-- start RECORDS PROVIDED --

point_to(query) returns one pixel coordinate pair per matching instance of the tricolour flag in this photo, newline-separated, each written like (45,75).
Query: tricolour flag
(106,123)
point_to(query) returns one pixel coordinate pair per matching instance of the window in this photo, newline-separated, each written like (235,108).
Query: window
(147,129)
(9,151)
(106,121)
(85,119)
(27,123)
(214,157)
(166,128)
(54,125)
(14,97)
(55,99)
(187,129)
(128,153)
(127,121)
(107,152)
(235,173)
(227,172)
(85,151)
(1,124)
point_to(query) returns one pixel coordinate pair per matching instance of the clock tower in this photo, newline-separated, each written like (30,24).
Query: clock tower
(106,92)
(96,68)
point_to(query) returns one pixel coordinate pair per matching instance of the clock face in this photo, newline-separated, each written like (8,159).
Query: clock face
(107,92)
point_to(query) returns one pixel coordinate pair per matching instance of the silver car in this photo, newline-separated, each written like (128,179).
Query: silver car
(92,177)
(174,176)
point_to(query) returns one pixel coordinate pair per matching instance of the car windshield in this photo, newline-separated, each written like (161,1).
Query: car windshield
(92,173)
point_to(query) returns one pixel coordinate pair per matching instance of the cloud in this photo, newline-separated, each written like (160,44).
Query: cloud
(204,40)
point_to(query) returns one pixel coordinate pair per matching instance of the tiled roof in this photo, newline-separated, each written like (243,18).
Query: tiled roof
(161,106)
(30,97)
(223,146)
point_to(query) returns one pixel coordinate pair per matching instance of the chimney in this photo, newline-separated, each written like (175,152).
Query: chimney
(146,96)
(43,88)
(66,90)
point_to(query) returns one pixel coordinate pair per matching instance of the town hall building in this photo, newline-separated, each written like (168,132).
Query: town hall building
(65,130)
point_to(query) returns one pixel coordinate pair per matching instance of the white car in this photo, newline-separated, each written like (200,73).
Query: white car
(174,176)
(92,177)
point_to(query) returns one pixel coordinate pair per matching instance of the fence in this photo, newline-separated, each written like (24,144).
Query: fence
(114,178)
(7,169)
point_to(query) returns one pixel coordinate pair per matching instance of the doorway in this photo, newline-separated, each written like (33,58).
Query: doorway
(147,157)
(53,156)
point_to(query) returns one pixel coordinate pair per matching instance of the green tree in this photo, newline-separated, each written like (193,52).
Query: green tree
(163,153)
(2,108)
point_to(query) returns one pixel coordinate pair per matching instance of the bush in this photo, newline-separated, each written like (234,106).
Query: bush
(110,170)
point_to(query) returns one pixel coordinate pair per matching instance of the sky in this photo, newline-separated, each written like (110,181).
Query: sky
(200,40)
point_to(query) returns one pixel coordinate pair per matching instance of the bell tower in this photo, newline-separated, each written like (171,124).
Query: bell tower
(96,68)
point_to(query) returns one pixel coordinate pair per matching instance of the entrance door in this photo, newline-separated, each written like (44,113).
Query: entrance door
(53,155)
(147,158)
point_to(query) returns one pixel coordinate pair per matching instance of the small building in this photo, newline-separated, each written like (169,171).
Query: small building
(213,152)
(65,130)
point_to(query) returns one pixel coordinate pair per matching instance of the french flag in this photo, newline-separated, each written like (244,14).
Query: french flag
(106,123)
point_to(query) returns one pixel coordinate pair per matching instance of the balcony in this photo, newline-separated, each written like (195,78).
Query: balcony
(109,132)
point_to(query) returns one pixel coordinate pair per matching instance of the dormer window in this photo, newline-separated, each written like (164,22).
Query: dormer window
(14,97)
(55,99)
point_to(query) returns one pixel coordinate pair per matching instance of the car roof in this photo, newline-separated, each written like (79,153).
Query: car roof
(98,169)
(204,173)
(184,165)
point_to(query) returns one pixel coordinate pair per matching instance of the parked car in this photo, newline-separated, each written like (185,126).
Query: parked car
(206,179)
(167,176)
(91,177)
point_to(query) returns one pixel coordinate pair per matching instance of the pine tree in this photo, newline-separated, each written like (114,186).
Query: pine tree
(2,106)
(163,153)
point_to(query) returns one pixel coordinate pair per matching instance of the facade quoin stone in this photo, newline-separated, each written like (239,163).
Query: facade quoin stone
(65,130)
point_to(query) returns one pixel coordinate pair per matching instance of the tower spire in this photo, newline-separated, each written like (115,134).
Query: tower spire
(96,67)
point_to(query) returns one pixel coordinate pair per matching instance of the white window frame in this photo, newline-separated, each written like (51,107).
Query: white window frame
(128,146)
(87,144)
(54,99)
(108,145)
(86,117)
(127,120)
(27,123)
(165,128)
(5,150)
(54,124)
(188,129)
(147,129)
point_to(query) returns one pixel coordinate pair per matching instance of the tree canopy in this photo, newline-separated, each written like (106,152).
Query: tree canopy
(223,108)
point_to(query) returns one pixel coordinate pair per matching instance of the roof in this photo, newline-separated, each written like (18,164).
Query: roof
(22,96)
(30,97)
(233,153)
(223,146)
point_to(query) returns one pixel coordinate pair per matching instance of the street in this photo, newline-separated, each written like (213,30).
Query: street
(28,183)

-- end RECORDS PROVIDED --

▶ [WHAT THE TASK REQUIRES]:
Return every line exactly.

▶ [RIGHT ANSWER]:
point_to(query) returns one pixel coordinate pair per matching instance of the tricolour flag in this photo, newline-separated, each written like (45,75).
Query: tricolour flag
(106,123)
point_to(query) returns one pixel coordinate pair per matching instance of the window in this photo, newline-separated, each written like (235,108).
Query: window
(147,129)
(9,151)
(106,121)
(85,119)
(27,123)
(214,157)
(166,128)
(54,125)
(14,97)
(55,99)
(187,129)
(128,153)
(127,121)
(107,152)
(235,173)
(227,172)
(85,151)
(1,124)
point_to(query) returns one pixel coordinate pair per matching instance of the clock tower in this photo, newline-separated, each written like (30,24).
Query: clock tower
(106,92)
(96,68)
point_to(query) returns one pixel coordinate pair per matching instance of the clock face in this photo, newline-separated, each written like (8,159).
Query: clock face
(107,92)
point_to(query) returns one pixel coordinate pair per matching instance of the silver car in this photo, newline-separated, each written like (128,179).
Query: silver car
(92,177)
(174,176)
point_to(query) returns one pixel coordinate pair per matching instance of the car windshield in this photo, newline-separated, each written like (161,1).
Query: car windshield
(92,173)
point_to(query) returns one pixel coordinate pair per matching instance of the cloud in this photo, newline-separated, each written like (160,44).
Query: cloud
(204,40)
point_to(query) returns one pixel coordinate pair per matching instance of the tiled roof in this photo, newline-separated, each written like (243,18).
Query: tiled roof
(161,106)
(30,97)
(223,146)
point_to(query) returns one pixel coordinate pair per matching instance of the chimney in this photo, newline-separated, each written like (175,152).
Query: chimney
(146,96)
(43,88)
(66,90)
point_to(query) returns one pixel coordinate pair per matching instance of the town hall building in this photo, newline-separated, each written like (168,132).
Query: town hall building
(65,130)
point_to(query) returns one pixel coordinate pair per matching instance of the white car in this photo, newline-separated, each written like (200,73).
Query: white car
(174,176)
(92,177)
point_to(query) returns one pixel coordinate pair per matching instance of the fence in this photo, newline-separated, each written like (24,144).
Query: fence
(114,178)
(7,169)
point_to(query) returns one pixel coordinate pair per matching instance of the doorway in this photo, newline-separated, each written like (33,58).
Query: doorway
(147,157)
(53,156)
point_to(query) returns one pixel coordinate pair per matching instance of the green tree in this photo, newline-separated, each written like (193,52).
Query: green tree
(163,153)
(2,108)
point_to(query) returns one pixel coordinate pair per matching instance of the bush in this photo, newline-separated, each written like (234,106).
Query: bush
(110,170)
point_to(query) returns one pixel coordinate pair per matching instance of the sky in this photo, newline-separated, each written like (110,181).
Query: sky
(200,40)
point_to(query) returns one pixel coordinate pair per matching instance of the bell tower in this photo, newline-separated, each written like (171,124).
Query: bell tower
(96,68)
point_to(query) returns one pixel coordinate pair per matching instance of the entrance door in this photo, newline-separated, each written like (44,113).
Query: entrance door
(53,155)
(147,158)
point_to(query) returns one pixel coordinate pair per matching instance of the small building in this photo, newline-separated, each written like (169,171).
Query: small building
(213,152)
(65,130)
point_to(query) returns one pixel coordinate pair per matching instance of the french flag in this photo, newline-separated, each written like (244,14).
Query: french flag
(106,123)
point_to(query) returns one pixel coordinate pair per matching instance of the balcony in this photo, newline-separated, each written like (195,78).
Query: balcony
(109,132)
point_to(query) returns one pixel coordinate pair per matching instance of the dormer window in this photo, newline-separated, each written like (164,22).
Query: dormer window
(14,97)
(55,99)
point_to(query) returns one pixel coordinate pair per matching instance of the car roof in this photo, newline-separated, each written like (79,153).
Query: car roof
(98,169)
(204,173)
(184,165)
point_to(query) returns one pixel coordinate pair per matching instance of the parked car in this photo, newline-separated, each written like (185,126).
Query: parked car
(206,179)
(167,176)
(91,177)
point_to(query) returns one pixel coordinate pair per matching instance of the pine tree in this photo, newline-separated, each written like (114,186).
Query: pine tree
(2,106)
(163,153)
point_to(query) returns one pixel coordinate pair per matching instance of the facade quoin stone in this photo, newline-separated, each written like (239,163).
Query: facade quoin stone
(65,130)
point_to(query) returns one pixel coordinate pair per matching instance of the tower spire in this photo, newline-separated, each written like (115,134).
Query: tower spire
(96,67)
point_to(query) returns one pixel coordinate pair per matching instance of the white window frame in this photo, newline-separated, each written like (51,107).
Query: white window frame
(128,146)
(87,144)
(54,99)
(108,145)
(86,117)
(127,120)
(27,123)
(165,128)
(5,150)
(54,124)
(188,129)
(147,129)
point_to(query) returns one pixel coordinate pair per matching instance of the tree canopy in this photo, newline-separated, each written like (106,152).
Query: tree canopy
(223,108)
point_to(query) returns one pixel coordinate pair per matching instance of the roof in this photo, newline-separated, each written like (18,164).
Query: roof
(22,96)
(30,97)
(233,153)
(223,146)
point_to(query) returns one pixel coordinate pair per matching instance of the street in this photo, newline-separated, each written like (213,30).
Query: street
(28,183)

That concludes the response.